[Labeled-object pointing entries]
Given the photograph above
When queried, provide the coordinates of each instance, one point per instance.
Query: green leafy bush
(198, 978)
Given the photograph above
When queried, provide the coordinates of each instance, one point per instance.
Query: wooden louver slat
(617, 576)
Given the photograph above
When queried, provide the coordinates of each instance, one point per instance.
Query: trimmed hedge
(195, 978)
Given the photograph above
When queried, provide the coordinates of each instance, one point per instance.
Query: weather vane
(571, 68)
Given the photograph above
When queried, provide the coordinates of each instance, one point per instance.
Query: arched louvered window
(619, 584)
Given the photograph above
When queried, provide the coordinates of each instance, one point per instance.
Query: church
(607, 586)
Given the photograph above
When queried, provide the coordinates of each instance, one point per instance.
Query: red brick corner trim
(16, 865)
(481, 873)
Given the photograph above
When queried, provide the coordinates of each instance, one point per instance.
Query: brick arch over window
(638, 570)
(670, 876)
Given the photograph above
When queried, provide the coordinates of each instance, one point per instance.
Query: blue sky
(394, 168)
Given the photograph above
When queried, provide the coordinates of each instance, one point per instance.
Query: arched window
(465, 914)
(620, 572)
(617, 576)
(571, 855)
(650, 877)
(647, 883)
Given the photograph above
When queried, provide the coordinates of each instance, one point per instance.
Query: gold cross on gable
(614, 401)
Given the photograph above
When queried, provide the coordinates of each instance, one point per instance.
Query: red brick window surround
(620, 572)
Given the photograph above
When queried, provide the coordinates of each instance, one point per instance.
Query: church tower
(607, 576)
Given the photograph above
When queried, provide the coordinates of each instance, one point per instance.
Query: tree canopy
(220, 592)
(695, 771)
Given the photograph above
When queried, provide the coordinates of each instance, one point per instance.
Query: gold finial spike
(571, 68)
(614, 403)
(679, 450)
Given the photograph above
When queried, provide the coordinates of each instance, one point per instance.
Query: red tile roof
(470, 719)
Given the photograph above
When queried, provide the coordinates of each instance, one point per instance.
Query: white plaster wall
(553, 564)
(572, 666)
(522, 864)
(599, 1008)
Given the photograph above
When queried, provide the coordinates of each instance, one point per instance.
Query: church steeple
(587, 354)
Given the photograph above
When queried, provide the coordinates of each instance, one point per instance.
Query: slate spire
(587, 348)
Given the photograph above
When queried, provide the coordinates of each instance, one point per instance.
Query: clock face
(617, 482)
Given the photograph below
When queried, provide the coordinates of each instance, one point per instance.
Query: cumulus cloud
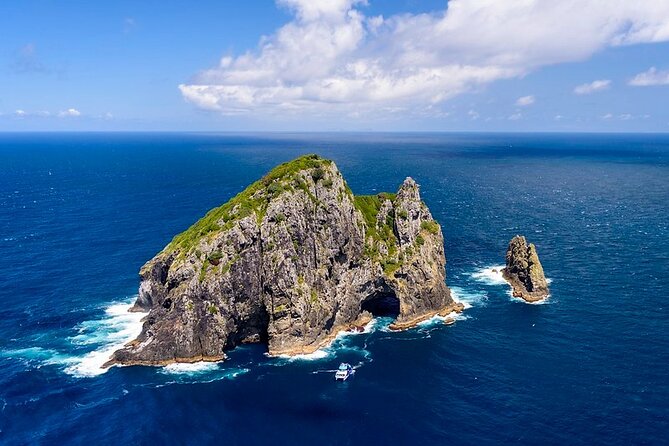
(331, 58)
(524, 101)
(650, 78)
(70, 112)
(592, 87)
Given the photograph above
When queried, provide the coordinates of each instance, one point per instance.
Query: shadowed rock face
(290, 261)
(524, 271)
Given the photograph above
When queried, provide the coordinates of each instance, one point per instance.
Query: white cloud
(332, 59)
(650, 78)
(70, 112)
(592, 87)
(129, 24)
(524, 101)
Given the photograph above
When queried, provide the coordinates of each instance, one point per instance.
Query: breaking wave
(108, 334)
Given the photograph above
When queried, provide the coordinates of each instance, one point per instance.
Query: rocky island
(524, 272)
(290, 261)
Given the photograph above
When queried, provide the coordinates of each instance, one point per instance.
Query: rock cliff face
(290, 261)
(524, 272)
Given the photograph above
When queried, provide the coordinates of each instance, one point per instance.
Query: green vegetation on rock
(430, 226)
(253, 199)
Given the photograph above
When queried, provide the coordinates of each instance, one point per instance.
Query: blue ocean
(80, 213)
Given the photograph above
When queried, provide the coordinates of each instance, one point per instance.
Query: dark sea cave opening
(382, 304)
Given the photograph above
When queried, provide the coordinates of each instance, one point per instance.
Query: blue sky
(312, 65)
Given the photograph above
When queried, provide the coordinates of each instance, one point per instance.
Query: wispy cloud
(525, 101)
(592, 87)
(332, 59)
(26, 60)
(650, 78)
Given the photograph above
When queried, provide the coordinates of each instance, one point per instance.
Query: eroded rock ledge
(290, 261)
(524, 272)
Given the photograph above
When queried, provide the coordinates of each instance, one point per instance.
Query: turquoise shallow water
(79, 214)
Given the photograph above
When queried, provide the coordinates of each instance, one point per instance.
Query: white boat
(344, 372)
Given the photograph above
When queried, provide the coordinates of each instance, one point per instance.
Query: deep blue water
(80, 213)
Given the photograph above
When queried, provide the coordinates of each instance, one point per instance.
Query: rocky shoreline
(290, 262)
(524, 272)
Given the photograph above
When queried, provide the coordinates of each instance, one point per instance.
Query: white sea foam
(38, 355)
(520, 300)
(321, 353)
(109, 333)
(195, 368)
(468, 298)
(490, 275)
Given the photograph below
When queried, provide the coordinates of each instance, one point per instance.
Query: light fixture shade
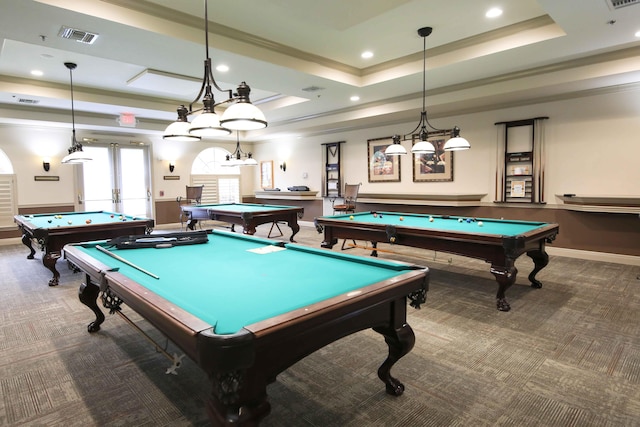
(395, 149)
(457, 143)
(208, 124)
(243, 116)
(423, 147)
(179, 131)
(76, 157)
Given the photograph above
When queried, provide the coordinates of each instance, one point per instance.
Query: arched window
(8, 204)
(221, 183)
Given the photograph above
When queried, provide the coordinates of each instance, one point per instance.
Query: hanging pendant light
(76, 155)
(240, 115)
(236, 158)
(424, 146)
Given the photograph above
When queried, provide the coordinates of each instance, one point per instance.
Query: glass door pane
(98, 180)
(133, 185)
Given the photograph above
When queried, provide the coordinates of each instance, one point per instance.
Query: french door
(117, 179)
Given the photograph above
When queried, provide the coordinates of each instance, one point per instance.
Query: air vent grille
(617, 4)
(28, 101)
(80, 36)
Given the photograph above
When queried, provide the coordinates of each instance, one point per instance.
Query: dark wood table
(497, 241)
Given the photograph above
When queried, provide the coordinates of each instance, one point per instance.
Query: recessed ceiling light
(494, 12)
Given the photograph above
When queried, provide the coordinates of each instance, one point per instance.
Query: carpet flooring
(565, 355)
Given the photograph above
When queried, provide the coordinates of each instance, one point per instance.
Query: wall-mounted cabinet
(332, 170)
(521, 162)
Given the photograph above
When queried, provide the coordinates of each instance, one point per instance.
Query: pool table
(246, 308)
(248, 215)
(51, 231)
(497, 241)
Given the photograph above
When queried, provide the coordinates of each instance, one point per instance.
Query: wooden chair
(348, 200)
(348, 204)
(193, 197)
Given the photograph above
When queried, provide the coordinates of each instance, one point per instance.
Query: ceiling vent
(312, 88)
(618, 4)
(28, 101)
(80, 36)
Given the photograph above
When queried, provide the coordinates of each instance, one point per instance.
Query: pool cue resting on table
(119, 258)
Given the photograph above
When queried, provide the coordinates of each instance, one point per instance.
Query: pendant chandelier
(240, 115)
(423, 146)
(239, 157)
(76, 155)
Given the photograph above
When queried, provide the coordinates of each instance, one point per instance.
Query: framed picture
(437, 166)
(382, 168)
(266, 174)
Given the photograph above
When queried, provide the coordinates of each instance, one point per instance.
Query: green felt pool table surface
(246, 308)
(487, 226)
(497, 241)
(225, 271)
(74, 219)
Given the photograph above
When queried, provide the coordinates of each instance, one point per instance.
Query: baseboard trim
(594, 256)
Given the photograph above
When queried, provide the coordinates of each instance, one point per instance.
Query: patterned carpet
(565, 355)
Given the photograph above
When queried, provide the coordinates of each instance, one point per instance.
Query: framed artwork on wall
(436, 167)
(382, 168)
(266, 174)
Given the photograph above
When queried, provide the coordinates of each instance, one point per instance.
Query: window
(221, 183)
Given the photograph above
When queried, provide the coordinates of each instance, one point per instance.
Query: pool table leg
(506, 276)
(26, 240)
(49, 260)
(293, 225)
(540, 260)
(400, 342)
(88, 294)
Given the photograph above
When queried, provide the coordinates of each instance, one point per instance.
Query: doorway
(117, 180)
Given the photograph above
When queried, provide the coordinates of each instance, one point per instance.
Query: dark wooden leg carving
(540, 259)
(232, 404)
(295, 228)
(506, 276)
(26, 240)
(400, 342)
(49, 260)
(88, 294)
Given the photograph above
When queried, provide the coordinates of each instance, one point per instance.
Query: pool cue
(119, 258)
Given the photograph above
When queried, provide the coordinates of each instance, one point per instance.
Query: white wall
(592, 148)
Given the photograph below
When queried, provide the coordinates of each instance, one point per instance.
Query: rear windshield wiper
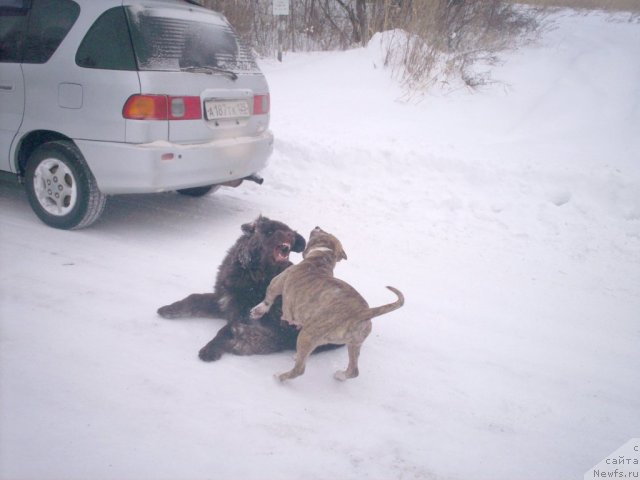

## [EXERCISE REQUIREMENTS]
Pick out every line in the material above that contains the word "water", and copy each of those lines unchanged.

## [ANSWER TO THIS TASK]
Query: turquoise shallow water
Query: deep blue water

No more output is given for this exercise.